-- GOAL --
Starting from the line containing "Target: concrete channel wall", write out the rest of the entries exactly, through the final line, including nothing else.

-- LISTED ENTRIES --

★ ★ ★ ★

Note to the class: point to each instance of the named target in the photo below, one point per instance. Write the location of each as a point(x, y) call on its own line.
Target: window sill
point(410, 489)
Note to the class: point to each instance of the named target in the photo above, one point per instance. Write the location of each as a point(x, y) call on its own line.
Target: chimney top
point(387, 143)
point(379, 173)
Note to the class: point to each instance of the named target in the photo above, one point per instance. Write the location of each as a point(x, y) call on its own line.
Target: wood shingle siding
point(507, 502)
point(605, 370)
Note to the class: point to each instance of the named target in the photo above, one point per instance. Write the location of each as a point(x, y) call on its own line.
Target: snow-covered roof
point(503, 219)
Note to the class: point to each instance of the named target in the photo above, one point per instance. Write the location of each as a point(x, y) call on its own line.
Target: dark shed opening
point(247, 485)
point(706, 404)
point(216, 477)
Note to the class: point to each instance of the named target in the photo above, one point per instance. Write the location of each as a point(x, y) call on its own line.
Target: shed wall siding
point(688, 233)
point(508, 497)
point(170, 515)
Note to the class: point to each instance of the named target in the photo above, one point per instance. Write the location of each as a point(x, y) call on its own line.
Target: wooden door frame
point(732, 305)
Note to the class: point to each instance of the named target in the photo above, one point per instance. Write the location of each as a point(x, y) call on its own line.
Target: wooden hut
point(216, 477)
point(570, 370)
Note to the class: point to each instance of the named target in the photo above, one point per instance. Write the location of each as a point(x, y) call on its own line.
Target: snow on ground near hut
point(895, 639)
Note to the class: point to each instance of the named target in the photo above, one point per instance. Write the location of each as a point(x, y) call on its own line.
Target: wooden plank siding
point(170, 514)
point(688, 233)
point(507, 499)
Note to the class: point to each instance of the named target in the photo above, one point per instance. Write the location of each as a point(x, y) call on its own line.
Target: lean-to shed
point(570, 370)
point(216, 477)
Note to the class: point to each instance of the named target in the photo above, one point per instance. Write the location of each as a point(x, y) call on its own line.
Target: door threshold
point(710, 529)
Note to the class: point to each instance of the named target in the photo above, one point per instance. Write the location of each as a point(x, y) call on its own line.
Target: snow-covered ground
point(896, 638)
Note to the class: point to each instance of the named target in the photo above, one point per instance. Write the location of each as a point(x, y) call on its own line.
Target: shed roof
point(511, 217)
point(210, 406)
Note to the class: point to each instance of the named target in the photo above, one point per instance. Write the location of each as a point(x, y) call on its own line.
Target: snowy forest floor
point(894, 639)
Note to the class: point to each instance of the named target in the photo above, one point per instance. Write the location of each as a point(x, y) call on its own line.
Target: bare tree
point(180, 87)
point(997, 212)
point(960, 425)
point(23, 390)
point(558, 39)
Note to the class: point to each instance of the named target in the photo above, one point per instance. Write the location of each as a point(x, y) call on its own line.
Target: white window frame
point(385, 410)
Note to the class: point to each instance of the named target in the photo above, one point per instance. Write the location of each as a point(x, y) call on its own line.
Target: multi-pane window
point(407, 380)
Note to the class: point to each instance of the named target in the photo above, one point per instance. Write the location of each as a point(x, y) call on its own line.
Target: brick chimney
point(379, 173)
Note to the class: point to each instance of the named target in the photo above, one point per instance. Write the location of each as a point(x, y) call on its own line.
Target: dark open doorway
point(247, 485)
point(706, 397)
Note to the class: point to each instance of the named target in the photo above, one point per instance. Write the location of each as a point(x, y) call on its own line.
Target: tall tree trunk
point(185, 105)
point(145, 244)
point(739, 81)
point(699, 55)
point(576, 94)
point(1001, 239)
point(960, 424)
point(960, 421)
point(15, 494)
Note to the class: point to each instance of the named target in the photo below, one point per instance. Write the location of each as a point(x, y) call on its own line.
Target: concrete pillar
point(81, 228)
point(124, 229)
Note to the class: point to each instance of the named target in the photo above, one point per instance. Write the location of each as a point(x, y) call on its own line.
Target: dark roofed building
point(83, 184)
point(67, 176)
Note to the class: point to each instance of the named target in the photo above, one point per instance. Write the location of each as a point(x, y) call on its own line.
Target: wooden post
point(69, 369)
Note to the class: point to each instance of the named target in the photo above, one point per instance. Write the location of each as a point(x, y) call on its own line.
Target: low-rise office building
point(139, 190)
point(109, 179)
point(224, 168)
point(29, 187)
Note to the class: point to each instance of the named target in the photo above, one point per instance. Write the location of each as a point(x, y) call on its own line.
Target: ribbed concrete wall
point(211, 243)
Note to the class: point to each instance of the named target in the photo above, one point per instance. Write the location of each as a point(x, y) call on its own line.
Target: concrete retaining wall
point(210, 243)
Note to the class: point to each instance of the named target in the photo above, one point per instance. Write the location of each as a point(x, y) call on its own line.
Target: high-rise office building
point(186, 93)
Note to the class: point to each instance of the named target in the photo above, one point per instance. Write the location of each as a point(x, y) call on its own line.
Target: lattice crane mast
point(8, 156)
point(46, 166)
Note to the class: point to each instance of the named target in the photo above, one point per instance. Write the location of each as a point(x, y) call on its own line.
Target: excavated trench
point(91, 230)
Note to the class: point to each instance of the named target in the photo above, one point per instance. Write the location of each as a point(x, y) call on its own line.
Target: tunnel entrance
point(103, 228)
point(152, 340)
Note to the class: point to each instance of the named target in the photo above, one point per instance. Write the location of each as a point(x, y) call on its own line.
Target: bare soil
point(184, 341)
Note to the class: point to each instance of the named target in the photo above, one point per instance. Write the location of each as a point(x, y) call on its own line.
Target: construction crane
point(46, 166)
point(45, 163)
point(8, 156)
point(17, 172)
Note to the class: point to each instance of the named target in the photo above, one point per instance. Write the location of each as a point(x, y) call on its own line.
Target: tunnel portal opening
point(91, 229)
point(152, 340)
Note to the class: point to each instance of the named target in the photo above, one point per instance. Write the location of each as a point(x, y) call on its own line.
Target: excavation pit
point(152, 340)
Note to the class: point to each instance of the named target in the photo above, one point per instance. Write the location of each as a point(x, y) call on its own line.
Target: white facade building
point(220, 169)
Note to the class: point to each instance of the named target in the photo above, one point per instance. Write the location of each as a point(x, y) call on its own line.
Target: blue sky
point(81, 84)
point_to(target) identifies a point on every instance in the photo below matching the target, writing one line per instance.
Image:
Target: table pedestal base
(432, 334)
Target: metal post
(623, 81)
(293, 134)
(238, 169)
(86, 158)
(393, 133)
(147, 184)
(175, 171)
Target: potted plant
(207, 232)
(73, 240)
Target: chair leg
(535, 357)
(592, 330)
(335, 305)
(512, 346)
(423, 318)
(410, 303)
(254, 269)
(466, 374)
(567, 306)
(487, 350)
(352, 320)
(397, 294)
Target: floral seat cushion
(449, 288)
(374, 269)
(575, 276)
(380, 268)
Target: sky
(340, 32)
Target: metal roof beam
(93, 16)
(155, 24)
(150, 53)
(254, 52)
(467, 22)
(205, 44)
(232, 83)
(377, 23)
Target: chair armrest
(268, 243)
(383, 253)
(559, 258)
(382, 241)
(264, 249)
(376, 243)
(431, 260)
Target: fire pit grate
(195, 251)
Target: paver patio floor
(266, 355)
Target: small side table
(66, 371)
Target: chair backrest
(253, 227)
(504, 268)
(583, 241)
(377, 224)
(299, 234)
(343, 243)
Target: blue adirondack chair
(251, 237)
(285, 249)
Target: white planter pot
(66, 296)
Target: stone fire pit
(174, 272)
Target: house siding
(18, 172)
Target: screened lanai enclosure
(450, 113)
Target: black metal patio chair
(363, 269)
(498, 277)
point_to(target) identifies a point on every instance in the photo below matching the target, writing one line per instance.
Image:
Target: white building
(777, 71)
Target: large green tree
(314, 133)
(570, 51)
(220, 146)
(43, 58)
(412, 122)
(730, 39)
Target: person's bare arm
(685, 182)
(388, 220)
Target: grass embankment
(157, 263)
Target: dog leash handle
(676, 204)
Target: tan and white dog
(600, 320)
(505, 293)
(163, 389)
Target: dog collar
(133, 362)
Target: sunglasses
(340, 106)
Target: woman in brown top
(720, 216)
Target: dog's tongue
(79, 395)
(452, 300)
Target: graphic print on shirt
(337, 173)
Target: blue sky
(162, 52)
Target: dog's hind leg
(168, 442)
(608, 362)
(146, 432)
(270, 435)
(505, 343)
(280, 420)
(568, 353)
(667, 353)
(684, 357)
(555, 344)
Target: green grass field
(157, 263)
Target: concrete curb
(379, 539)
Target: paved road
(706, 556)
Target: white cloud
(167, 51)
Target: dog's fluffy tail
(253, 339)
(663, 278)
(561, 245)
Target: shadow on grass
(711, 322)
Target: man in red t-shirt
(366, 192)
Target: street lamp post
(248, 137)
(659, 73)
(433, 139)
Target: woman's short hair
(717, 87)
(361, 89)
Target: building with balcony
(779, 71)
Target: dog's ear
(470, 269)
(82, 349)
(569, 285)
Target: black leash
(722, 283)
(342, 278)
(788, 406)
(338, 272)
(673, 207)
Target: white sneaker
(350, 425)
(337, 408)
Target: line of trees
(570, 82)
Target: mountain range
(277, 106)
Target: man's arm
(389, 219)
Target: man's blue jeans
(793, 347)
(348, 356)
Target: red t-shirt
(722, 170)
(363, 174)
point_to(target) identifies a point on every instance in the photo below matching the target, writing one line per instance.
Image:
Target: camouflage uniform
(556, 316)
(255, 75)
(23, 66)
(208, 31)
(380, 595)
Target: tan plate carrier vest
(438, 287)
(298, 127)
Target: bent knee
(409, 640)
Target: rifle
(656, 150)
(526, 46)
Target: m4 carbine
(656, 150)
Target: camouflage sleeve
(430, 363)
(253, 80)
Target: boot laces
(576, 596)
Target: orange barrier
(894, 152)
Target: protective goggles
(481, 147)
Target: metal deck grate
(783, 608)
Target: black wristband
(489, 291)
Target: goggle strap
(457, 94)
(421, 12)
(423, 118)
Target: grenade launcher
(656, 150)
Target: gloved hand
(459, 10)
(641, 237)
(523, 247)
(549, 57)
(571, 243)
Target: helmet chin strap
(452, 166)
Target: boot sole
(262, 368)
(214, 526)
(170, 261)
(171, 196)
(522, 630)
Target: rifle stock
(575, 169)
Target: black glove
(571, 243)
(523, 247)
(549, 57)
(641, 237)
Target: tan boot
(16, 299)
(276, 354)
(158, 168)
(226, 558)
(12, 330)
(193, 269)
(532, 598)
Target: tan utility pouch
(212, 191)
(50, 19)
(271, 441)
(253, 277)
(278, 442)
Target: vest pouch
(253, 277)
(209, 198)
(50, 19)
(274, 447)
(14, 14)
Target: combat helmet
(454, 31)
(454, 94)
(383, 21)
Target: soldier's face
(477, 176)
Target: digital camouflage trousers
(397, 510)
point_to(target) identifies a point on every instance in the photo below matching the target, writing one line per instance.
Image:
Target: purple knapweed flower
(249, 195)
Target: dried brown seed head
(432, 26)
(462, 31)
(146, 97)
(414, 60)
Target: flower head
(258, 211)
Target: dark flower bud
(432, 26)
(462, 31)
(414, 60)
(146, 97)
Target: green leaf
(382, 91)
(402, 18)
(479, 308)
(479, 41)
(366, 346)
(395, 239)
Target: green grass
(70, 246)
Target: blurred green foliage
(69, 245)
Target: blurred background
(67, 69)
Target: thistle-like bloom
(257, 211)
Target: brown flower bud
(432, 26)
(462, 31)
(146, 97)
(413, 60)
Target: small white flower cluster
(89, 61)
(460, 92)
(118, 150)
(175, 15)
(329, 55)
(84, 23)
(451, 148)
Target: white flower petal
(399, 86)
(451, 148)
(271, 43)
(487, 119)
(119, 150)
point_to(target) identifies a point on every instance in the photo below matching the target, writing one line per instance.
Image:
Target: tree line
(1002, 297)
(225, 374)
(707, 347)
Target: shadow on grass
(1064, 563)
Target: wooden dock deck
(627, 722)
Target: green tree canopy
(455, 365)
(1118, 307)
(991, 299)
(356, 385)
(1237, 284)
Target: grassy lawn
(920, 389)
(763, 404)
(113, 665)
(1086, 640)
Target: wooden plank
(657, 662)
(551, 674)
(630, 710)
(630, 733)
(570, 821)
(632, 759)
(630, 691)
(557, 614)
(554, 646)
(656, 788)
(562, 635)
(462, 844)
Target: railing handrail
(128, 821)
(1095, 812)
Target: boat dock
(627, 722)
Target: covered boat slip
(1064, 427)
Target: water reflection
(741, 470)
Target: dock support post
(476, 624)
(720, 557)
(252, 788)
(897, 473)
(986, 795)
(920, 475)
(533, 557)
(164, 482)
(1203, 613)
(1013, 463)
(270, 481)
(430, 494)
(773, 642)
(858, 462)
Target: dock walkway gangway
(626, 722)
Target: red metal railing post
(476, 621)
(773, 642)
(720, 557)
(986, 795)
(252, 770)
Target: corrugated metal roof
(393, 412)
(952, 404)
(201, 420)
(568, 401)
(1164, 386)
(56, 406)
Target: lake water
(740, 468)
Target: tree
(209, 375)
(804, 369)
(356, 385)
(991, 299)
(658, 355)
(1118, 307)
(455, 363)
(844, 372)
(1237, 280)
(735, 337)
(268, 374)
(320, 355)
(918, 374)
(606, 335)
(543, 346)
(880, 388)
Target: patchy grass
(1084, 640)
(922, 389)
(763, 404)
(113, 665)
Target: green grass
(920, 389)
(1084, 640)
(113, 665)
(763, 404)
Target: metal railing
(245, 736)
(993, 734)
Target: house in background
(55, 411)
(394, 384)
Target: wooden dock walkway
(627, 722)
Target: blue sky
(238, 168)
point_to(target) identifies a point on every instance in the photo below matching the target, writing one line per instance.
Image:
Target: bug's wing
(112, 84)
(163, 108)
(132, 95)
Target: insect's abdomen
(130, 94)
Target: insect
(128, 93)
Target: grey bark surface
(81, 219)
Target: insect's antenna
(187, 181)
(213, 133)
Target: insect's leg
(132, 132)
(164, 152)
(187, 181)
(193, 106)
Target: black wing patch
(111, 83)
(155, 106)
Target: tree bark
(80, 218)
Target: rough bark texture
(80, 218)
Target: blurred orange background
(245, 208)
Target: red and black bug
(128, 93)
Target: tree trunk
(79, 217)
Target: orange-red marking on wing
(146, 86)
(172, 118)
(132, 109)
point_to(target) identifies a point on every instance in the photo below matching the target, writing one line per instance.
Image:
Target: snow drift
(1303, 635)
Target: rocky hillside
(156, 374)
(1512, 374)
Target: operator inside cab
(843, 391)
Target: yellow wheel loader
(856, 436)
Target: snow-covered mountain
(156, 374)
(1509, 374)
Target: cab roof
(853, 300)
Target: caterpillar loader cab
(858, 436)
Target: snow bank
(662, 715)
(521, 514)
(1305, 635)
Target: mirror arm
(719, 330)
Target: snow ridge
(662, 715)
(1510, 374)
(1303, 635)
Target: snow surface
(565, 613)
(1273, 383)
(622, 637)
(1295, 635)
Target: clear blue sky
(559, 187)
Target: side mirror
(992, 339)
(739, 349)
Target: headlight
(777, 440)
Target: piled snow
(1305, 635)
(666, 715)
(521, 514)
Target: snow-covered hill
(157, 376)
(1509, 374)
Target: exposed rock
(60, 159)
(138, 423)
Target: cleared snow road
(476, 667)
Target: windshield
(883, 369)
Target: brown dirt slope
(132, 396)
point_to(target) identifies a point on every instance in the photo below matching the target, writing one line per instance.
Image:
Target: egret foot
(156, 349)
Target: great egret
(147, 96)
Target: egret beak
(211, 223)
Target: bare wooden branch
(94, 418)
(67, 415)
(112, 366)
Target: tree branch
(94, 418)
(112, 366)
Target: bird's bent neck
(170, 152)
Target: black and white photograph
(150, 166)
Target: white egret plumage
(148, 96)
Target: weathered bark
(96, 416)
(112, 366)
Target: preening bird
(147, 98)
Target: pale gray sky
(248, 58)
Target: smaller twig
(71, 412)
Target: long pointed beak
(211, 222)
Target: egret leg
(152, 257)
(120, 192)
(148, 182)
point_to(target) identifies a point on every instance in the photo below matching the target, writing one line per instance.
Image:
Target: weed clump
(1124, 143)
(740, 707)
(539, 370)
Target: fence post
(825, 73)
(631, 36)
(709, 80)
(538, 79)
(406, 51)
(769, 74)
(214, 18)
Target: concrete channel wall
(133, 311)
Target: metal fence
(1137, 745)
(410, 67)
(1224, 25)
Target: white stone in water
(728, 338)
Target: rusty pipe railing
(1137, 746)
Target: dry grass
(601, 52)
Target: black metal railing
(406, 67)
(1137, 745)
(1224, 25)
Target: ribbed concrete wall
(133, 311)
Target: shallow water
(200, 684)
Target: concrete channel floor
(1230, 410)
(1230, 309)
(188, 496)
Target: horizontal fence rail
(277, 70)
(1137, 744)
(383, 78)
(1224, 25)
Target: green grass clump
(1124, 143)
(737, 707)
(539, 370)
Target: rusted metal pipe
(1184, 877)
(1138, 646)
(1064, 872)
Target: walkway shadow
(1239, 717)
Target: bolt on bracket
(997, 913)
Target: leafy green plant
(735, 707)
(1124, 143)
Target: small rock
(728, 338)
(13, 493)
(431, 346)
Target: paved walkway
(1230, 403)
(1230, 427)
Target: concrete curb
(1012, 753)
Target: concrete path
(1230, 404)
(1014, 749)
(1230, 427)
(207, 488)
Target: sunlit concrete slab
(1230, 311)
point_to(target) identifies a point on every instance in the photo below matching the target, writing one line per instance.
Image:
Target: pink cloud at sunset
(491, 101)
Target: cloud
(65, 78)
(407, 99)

★ ★ ★ ★

-- THE COMPLETED TASK --
Target: concrete channel wall
(133, 311)
Target: metal fence
(1137, 745)
(410, 67)
(1224, 25)
Target: white stone in water
(728, 338)
Target: rusty pipe railing
(1137, 746)
Target: dry grass
(601, 52)
Target: black metal railing
(406, 67)
(1137, 745)
(1224, 25)
Target: ribbed concrete wall
(133, 311)
Target: shallow water
(200, 684)
Target: concrete channel floor
(1230, 410)
(1230, 309)
(188, 496)
Target: horizontal fence rail
(277, 70)
(1137, 744)
(383, 78)
(1224, 25)
Target: green grass clump
(1124, 143)
(737, 707)
(539, 370)
Target: rusted metal pipe
(1184, 877)
(1138, 646)
(1064, 872)
Target: walkway shadow
(1239, 717)
Target: bolt on bracket
(997, 913)
Target: leafy green plant
(735, 707)
(1124, 143)
Target: small rock
(728, 338)
(13, 493)
(431, 346)
Target: paved walkway
(1230, 403)
(1230, 427)
Target: concrete curb
(1012, 753)
Target: concrete path
(1230, 404)
(1014, 749)
(1230, 427)
(207, 488)
Target: sunlit concrete slab
(1230, 311)
point_to(target) identifies a point on every instance in the photo below matching the target, writing one line per instance.
Image:
Target: pink cloud at sunset
(491, 101)
Target: cloud
(65, 78)
(407, 99)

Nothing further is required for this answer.